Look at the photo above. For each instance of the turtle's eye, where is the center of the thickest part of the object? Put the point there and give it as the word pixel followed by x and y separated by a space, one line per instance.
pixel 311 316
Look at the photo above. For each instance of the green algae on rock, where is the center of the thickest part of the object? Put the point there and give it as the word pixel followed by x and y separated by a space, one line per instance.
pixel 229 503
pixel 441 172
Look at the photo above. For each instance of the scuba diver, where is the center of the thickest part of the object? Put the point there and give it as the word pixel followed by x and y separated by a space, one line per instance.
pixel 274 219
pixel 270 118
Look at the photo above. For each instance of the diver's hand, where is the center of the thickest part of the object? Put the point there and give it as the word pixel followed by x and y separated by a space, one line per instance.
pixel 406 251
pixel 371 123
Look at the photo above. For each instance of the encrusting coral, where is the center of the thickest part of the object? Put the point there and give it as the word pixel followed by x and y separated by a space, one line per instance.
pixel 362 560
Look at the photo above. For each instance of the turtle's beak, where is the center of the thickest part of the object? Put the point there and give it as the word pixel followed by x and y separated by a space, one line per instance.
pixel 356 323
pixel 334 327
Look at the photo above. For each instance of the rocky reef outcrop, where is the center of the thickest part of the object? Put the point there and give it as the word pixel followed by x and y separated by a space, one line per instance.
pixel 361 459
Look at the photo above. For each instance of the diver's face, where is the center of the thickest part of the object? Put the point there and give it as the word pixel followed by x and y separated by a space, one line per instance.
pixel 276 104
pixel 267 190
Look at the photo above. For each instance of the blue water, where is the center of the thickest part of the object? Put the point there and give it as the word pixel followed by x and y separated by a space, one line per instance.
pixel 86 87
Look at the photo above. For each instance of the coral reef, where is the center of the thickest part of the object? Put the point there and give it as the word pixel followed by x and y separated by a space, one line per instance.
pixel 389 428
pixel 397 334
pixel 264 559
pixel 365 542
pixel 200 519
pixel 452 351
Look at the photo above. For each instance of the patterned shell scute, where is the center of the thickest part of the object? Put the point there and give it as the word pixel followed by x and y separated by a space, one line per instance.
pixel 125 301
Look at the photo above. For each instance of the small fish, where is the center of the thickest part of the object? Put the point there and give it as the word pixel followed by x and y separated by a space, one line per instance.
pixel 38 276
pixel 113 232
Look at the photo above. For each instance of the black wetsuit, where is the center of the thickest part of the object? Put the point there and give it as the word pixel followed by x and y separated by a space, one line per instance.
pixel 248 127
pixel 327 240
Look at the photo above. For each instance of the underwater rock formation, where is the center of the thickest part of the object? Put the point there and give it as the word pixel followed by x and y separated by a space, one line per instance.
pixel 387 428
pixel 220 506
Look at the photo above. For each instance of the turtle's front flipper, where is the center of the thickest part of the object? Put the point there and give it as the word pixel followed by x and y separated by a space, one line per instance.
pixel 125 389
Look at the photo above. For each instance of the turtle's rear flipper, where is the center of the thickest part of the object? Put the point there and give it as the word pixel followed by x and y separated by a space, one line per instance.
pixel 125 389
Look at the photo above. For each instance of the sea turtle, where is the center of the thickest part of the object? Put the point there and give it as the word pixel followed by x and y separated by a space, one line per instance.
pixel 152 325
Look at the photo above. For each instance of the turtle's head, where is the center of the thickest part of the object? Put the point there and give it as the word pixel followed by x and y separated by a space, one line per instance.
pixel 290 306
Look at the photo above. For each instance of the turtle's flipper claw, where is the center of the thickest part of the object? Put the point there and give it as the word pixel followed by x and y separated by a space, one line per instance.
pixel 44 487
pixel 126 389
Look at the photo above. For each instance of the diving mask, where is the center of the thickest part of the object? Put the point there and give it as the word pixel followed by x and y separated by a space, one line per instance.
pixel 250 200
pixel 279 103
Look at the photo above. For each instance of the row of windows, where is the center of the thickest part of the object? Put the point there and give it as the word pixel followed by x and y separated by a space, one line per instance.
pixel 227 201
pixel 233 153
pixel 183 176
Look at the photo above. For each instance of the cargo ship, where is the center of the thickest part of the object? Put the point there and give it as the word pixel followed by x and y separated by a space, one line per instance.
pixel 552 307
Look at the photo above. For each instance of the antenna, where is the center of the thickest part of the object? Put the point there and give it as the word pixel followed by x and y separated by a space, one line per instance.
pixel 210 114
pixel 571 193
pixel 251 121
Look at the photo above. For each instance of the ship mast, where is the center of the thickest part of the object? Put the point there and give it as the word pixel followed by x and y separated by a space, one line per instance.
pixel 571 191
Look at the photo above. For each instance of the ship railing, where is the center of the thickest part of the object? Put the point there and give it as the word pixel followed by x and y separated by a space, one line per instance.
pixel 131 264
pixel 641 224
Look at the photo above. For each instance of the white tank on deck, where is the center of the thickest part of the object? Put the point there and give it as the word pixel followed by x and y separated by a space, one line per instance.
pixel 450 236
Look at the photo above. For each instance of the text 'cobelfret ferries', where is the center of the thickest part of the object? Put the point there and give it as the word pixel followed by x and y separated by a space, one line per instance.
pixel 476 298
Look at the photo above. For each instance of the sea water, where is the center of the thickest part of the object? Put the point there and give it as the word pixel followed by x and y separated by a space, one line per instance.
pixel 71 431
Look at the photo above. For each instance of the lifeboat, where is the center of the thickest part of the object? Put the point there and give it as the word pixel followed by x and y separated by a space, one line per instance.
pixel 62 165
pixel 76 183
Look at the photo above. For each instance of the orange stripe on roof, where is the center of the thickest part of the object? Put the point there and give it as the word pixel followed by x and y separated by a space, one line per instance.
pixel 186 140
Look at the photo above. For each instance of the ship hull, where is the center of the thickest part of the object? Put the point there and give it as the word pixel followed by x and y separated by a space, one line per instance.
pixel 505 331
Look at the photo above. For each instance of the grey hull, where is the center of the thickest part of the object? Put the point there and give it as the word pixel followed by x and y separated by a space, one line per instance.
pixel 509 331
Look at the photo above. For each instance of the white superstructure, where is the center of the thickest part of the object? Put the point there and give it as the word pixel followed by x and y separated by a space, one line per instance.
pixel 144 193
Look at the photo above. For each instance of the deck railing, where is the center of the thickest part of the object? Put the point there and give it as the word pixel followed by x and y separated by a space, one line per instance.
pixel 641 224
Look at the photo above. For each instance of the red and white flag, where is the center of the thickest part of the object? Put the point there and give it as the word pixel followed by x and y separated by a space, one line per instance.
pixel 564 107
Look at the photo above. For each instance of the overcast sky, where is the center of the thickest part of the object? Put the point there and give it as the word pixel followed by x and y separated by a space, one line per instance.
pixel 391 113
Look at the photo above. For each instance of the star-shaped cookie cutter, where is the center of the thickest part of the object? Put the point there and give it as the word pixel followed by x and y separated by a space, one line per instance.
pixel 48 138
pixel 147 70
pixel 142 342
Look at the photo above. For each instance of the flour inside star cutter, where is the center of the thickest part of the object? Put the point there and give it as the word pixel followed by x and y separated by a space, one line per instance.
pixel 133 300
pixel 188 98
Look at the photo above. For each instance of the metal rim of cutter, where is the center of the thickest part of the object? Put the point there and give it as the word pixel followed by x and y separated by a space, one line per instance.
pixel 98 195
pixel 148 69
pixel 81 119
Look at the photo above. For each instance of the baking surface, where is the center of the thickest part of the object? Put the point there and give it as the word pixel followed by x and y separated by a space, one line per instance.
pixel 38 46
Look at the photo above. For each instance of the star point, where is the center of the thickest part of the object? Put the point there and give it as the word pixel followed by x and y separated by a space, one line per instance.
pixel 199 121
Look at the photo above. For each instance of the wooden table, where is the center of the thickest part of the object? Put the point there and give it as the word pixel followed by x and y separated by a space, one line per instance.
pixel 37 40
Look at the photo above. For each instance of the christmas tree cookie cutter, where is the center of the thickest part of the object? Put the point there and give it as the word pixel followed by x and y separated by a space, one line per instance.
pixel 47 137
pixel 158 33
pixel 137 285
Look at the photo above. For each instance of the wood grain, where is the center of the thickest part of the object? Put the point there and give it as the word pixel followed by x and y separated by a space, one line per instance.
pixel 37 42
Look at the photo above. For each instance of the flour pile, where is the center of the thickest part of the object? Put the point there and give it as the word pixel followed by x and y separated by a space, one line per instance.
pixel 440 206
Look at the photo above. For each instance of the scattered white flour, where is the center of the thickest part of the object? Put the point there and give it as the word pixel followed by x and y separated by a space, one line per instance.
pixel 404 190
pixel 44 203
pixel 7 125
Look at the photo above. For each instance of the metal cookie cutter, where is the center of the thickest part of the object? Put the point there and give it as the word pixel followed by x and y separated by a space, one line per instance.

________________________________________

Work instructions:
Copy the rows above word for word, from the line with "the flour inside" to the line with "pixel 37 40", including both of those lines.

Answer to this task:
Look at the photo above. For each instance of the flour inside star cutter, where is the center of the thickest part of the object? Put the point there and give it as the word pixel followed by x and y separated by a space, one line per instance.
pixel 133 300
pixel 188 98
Look at the photo above. For each instance of the metal rim of cutter, where is the center of the thickest part of the object? Put the point there and give it as the word pixel followed by x and y separated by a space, one line per instance.
pixel 98 195
pixel 148 69
pixel 81 119
Look at the photo above. For each instance of the baking surface, where is the center of the thickest part of the object? Put the point there and give it as the word pixel followed by x and y separated by a space, one line per instance.
pixel 38 46
Look at the photo above. For each instance of the star point, where is the center of the thickest part of the object? Put the point there and give it as the word pixel followed by x and y separated by a space, one line per instance.
pixel 199 121
Look at the photo above. For each instance of the wooden table, where is the center of the thickest part of the object? Put the point there and give it as the word pixel followed by x and y separated by a space, one line per instance.
pixel 37 40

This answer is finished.